■ Supplied data:
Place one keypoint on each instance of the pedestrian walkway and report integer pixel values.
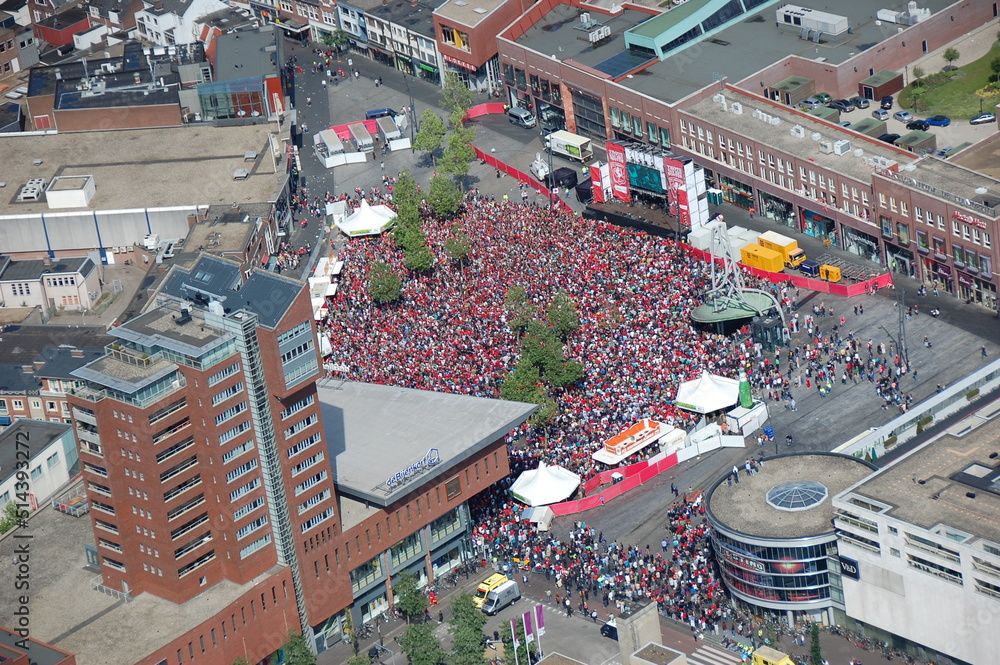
(709, 655)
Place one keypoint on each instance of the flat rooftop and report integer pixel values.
(149, 168)
(921, 489)
(957, 184)
(35, 434)
(780, 137)
(743, 506)
(747, 45)
(374, 431)
(99, 629)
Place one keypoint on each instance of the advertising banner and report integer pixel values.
(619, 171)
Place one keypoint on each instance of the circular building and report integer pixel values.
(774, 539)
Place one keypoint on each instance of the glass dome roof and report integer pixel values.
(798, 495)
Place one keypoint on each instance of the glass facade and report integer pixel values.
(780, 574)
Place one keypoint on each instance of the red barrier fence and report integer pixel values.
(857, 289)
(635, 475)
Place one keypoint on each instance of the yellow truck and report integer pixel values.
(756, 256)
(487, 585)
(788, 248)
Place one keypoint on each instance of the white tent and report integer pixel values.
(544, 485)
(708, 393)
(367, 220)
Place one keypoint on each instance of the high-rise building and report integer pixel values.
(200, 429)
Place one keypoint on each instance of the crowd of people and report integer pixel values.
(598, 577)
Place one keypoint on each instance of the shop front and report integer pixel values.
(777, 210)
(820, 226)
(974, 290)
(736, 192)
(862, 244)
(900, 260)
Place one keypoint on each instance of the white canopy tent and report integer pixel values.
(367, 220)
(708, 393)
(544, 485)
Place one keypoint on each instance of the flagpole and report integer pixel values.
(513, 639)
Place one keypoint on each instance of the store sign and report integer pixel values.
(425, 463)
(456, 61)
(619, 171)
(968, 219)
(849, 568)
(743, 561)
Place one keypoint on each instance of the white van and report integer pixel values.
(504, 595)
(521, 116)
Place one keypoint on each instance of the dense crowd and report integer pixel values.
(450, 330)
(596, 577)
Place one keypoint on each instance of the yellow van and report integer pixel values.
(487, 585)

■ Problem to work on:
Swap every "keypoint" in the listing above for "marker", leaving all else unchanged. Reproduce the whole listing without the pictures.

■ The completed task:
Place one marker on each instance of the pedestrian walkway and report integer pixel values.
(709, 655)
Place one marker on each instance of the flat rooftop and report integer pixel values.
(149, 168)
(921, 489)
(957, 184)
(35, 434)
(780, 137)
(743, 506)
(747, 45)
(374, 431)
(99, 629)
Place one marker on each instance of the advertising banner and report integer pixel values.
(619, 171)
Place one marker on each instance of the circular building and report integer pixel values.
(774, 539)
Place one marker on each instance of the glass dome roof and report integer pixel values.
(798, 495)
Place one marker on each instance of the glass facade and report integer pixel values.
(780, 574)
Place one marker on each instance of the red barrier fence and report integer pixel values.
(857, 289)
(635, 475)
Place one marker on each instance of the yellow truck and report integer pixel values.
(756, 256)
(487, 585)
(788, 248)
Place one marker on each instance of the white tent and report integer pixel values.
(544, 485)
(708, 393)
(367, 220)
Place one marker on each instance of the high-rise building and report integer pixel values.
(200, 429)
Place one marker on each instance of the crowd of people and report integer pixel values.
(598, 577)
Place one marker on each instance of the shop front and report integer pixel values.
(777, 210)
(820, 226)
(974, 290)
(736, 192)
(862, 244)
(900, 260)
Place one marker on each instance of the white canopy tent and report integer pixel values.
(367, 220)
(708, 393)
(544, 485)
Place one marker on each instance of the flagpole and report integer pixel values.
(513, 639)
Place one marker on each instance of the store sign and report integer pixel values.
(425, 463)
(456, 61)
(619, 171)
(968, 219)
(849, 568)
(743, 561)
Place one marker on each instance of the white van and report integer pixel values.
(504, 595)
(521, 116)
Place one marker on each instance of the dense crowd and report integer pixel values.
(450, 330)
(596, 577)
Place one marker on each instance of the yellow van and report integer pixel values.
(487, 585)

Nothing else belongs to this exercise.